# nova fishing locations



## sleepingpanda (Apr 17, 2008)

Im new to this site, and relatively new to fishing in general. But I was wondering if there were some good fishing locations, saltwater and/or freshwater within o like an hour or two of nova. 

Thanks


----------



## AtlantaKing (Jul 7, 2002)

Where in NoVA are ya? I'm over in Falls Church, myself. 

Right in town, there's the Potomac river, which has great shad fishing, once the run gets started. It's DC water, so you'll need a DC license. 

A bit further out (1 hour away), there's Sandy Point State Park which has good pre-season striper fishing. Don't go there this weekend unless you like fishing shoulder to shoulder with other people. 

There's also Point Lookout, in southern Maryland, about 80 minutes from NoVA


----------



## Fishbreath (Nov 11, 2004)

To add on to what AtlantaKing stated, take a look at the Coastal Explorer graphic to the right on the page. Click on it and you'll see lots of sites within an hour or two along with directions. Point and Click!


----------



## sleepingpanda (Apr 17, 2008)

thanks everyone, I'll check out the coastal explorer


----------



## Yazfish (Jan 14, 2008)

Now I'd get the $13 nonresident DC license and go to Fletcher's cove about 2 miles upstream from key bridge, they sell those there, and rent a rowboat for I believe $11 and fish for shad, white perch and maybe striped bass.

=-=-=-=-=

**STATED EXERCISE A:** Put this sentence from the fishing thread into Spanish: "Right in town, there's the Potomac river, which has great shad fishing, once the run gets started."
**STATED EXERCISE B:** In the fishing thread, which state park is said to have good pre-season striper fishing?
**STATED EXERCISE C:** Repeat everything in the fishing thread from "A bit further" down to "with other people.".
The data that comes next has no connection to the fishing thread.

**MATERIAL SUPPLIED:**
=-=-=-=-=

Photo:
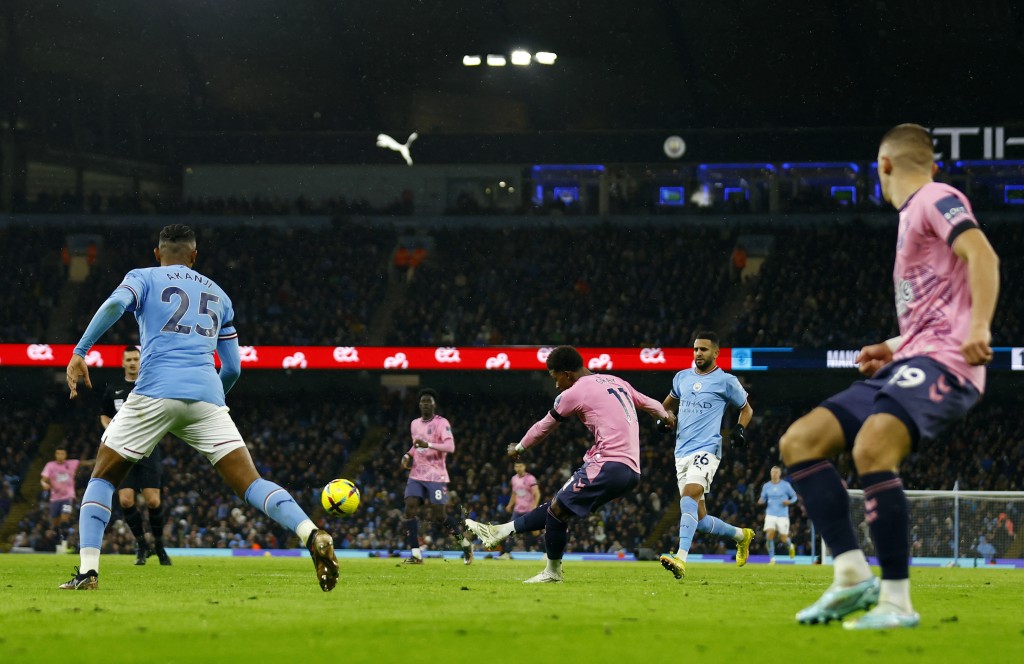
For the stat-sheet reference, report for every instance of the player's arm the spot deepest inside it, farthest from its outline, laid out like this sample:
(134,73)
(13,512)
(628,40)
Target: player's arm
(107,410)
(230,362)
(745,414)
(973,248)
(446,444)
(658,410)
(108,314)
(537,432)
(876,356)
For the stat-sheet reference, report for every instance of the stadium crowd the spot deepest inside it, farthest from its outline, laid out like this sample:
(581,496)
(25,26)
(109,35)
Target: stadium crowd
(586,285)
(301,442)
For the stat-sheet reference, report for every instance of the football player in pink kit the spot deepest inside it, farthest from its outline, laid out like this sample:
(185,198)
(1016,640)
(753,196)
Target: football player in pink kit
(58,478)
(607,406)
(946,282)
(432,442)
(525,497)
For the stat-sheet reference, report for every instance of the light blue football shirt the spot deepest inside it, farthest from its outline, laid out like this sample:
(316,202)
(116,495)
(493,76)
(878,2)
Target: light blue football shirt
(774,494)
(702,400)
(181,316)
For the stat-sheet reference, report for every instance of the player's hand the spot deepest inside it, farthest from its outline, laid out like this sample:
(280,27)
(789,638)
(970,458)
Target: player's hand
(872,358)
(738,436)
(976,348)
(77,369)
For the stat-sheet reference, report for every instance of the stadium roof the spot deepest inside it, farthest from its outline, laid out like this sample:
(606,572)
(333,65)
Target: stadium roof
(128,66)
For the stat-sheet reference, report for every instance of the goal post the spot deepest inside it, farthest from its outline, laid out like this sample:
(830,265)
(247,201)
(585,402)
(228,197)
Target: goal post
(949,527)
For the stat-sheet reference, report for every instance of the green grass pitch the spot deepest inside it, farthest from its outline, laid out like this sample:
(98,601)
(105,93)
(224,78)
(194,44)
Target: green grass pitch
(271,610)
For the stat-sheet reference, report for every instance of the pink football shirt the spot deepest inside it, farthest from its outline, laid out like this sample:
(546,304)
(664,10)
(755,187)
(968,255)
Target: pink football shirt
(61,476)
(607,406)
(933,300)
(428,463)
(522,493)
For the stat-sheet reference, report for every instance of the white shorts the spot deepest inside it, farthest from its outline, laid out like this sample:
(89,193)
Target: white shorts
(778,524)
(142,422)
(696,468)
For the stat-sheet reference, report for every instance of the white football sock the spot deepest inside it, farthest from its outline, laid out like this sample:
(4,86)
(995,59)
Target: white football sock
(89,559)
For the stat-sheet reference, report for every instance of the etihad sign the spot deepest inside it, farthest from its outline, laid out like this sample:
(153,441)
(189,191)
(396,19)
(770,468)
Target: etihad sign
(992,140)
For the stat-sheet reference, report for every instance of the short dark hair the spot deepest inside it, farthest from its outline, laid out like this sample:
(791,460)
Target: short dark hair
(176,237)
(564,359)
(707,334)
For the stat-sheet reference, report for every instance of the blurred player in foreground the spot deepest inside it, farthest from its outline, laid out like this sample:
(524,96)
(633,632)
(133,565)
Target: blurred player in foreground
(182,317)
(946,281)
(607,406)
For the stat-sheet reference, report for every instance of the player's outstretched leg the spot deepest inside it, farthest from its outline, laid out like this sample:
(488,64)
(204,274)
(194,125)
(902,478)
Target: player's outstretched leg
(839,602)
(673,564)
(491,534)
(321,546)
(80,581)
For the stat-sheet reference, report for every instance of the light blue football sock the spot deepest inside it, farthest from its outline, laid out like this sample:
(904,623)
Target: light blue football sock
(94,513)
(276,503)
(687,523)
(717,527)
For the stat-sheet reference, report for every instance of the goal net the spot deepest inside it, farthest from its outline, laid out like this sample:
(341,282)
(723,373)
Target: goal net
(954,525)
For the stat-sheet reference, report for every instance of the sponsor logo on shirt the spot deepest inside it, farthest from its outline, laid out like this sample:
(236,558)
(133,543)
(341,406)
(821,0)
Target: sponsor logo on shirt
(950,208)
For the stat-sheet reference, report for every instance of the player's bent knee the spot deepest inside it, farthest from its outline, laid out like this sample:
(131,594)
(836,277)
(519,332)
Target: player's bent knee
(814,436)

=-=-=-=-=

**CORRECT OUTPUT A:** Justo en la ciudad está el río Potomac, que tiene una excelente pesca de sábalo una vez que empieza la migración.

**CORRECT OUTPUT B:** Sandy Point State Park.

**CORRECT OUTPUT C:**
A bit further out (1 hour away), there's Sandy Point State Park which has good pre-season striper fishing. Don't go there this weekend unless you like fishing shoulder to shoulder with other people.